INPUT FOR THIS TASK section start
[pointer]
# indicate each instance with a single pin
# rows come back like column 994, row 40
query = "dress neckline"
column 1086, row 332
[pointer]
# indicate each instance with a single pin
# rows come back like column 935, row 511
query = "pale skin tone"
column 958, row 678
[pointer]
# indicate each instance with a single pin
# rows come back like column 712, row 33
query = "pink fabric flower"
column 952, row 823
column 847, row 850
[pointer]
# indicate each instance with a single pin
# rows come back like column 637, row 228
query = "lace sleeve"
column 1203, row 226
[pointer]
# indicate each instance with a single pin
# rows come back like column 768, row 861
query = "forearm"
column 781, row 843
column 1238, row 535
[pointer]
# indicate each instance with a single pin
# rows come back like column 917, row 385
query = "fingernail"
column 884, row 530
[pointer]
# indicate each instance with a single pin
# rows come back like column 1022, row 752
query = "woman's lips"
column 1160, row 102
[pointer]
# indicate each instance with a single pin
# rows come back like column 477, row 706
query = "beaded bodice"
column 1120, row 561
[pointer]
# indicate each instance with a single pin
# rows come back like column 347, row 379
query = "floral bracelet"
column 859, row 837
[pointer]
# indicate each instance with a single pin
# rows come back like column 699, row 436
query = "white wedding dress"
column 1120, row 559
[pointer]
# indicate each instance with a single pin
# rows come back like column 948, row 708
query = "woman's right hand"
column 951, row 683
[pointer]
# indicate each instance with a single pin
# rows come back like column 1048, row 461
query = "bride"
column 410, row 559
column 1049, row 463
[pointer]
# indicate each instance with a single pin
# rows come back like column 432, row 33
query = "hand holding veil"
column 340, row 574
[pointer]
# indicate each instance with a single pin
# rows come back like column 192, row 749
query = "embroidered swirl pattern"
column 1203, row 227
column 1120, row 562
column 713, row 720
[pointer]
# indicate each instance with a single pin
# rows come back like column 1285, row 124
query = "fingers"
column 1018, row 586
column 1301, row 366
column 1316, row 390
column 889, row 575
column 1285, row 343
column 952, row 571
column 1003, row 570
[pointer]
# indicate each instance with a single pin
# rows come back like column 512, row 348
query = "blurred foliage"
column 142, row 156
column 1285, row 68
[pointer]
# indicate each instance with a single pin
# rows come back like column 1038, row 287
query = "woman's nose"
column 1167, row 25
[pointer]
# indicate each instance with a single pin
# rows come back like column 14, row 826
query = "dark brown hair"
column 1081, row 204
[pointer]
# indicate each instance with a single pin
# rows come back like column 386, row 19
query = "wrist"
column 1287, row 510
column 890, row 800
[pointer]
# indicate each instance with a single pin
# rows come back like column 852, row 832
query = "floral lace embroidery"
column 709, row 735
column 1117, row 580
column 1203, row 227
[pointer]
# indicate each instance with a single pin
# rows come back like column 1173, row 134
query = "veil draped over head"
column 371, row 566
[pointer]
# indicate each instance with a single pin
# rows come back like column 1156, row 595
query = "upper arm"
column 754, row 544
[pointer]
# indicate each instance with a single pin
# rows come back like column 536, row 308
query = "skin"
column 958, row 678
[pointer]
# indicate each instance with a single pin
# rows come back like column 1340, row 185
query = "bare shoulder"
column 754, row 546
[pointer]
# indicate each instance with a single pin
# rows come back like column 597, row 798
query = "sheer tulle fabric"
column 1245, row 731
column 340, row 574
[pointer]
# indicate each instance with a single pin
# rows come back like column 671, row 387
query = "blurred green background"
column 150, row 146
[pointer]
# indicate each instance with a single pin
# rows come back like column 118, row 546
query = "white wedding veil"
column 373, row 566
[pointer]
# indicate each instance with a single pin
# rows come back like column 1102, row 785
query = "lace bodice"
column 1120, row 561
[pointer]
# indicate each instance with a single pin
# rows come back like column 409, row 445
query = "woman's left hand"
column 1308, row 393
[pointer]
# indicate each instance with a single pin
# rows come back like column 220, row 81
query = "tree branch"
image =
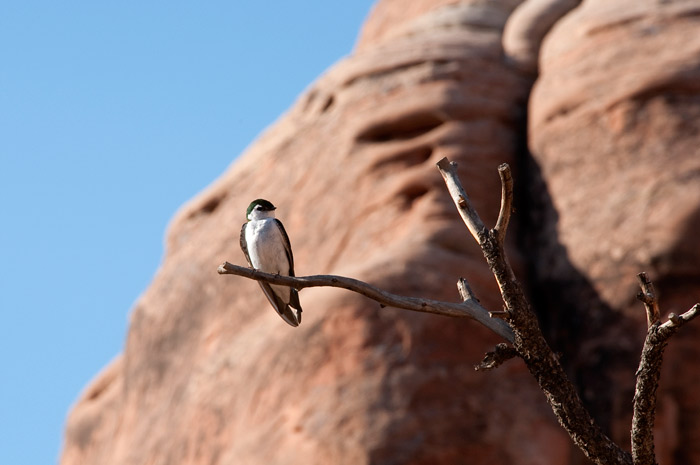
INPUT FOR THIS TASK section end
### DIRECTIONS
Repeat the data above exactly, leaving out any pictures it holds.

### ANSWER SECTION
[pointer]
# indicate each instance with a single pin
# rows come back like column 994, row 40
query = "dress neckline"
column 1086, row 332
[pointer]
# indicate each instance with a single pin
# rows come back like column 935, row 511
query = "pale skin tone"
column 958, row 678
[pointer]
# indicate each instance with a single pin
# rows come back like column 712, row 33
query = "pink fabric flower"
column 952, row 823
column 847, row 850
[pointer]
# indicate each instance with a single pin
# rows come back like column 637, row 228
query = "lace sleeve"
column 1203, row 226
[pointer]
# indicate each instance with a single pin
# rows come back like column 768, row 861
query = "forearm"
column 781, row 843
column 1238, row 535
[pointer]
# indicate each instance with a single pin
# rows come back like column 917, row 385
query = "fingernail"
column 884, row 530
[pointer]
# indicate each instance with a single pin
# rows come back like column 1022, row 752
query = "woman's lips"
column 1160, row 102
[pointer]
# indicate each instance with a single pin
# rows come back like column 477, row 706
query = "beaded bodice"
column 1120, row 561
[pointer]
# indicate each instance with a single pin
# rows come back like column 347, row 379
query = "floral bracelet"
column 859, row 837
[pointer]
# indicate each instance with a single pin
# rows come back like column 699, row 436
query = "white wedding dress"
column 1120, row 559
[pointer]
# indicate each instance with a single pin
# rows come back like column 948, row 708
query = "woman's right hand"
column 951, row 683
[pointer]
# indicate each instance with a single pin
# rows come back like column 1048, row 461
query = "bride"
column 410, row 559
column 1049, row 463
[pointer]
# indicate each instance with a single pin
# rows come back like column 432, row 33
query = "hand holding veil"
column 340, row 574
[pointer]
# indicate each instance with a single pin
# rows come back like column 192, row 749
query = "embroidered swirl pattern"
column 1203, row 227
column 1120, row 562
column 713, row 720
[pointer]
# indicate each instance with a single pin
# rows come back like column 1285, row 124
query = "fingers"
column 1018, row 586
column 1301, row 366
column 1316, row 390
column 889, row 575
column 1285, row 343
column 952, row 571
column 1003, row 570
[pointer]
# indicate each instance with a single pin
# rows come back like column 512, row 348
query = "blurred foliage"
column 142, row 156
column 1285, row 68
[pointer]
# indicate each instance with a single pin
# rows come back like column 1038, row 287
query = "woman's nose"
column 1167, row 25
[pointer]
# indicate each instance with a single pin
# rows come back like column 14, row 826
query = "dark brown hair"
column 1081, row 204
[pointer]
# indicate each instance with a single pin
# rows come back like column 386, row 19
query = "wrist"
column 1287, row 510
column 890, row 800
[pointer]
# indicate each instance with a single pin
# rows come back like column 852, row 832
query = "floral lace embroidery"
column 709, row 735
column 1117, row 580
column 1203, row 227
[pointer]
# indicate each instance with a single pin
# rows come back like column 1173, row 134
query = "veil draped over head"
column 371, row 566
[pointer]
# indicate each instance with a single pin
# rows come back like column 1156, row 595
query = "upper arm"
column 754, row 544
[pointer]
# indicate each instance with a single pin
# rows come back like column 536, row 308
query = "skin"
column 958, row 678
[pointer]
# indicate each instance with a single pin
# rows come back like column 1340, row 185
query = "bare shoulder"
column 754, row 546
[pointer]
# indicate each instance with a single pin
# rows come back like column 597, row 798
query = "sheer tulle fabric"
column 1245, row 731
column 340, row 574
[pointer]
# indicate each instance with a single pin
# rows come back like column 671, row 387
query = "blurred green background"
column 150, row 146
[pointer]
# indicate each instance with a single pin
# rows come back like column 118, row 546
query = "white wedding veil"
column 373, row 566
[pointer]
# indicate each instance with a single pin
# rows come back like column 1102, row 785
query = "lace bodice"
column 1120, row 561
[pointer]
# indicate each instance with a single pin
# rows come back like column 409, row 445
query = "woman's left hand"
column 1308, row 393
[pointer]
# indicate each instance with a single pin
# rows come back like column 220, row 81
query = "tree branch"
image =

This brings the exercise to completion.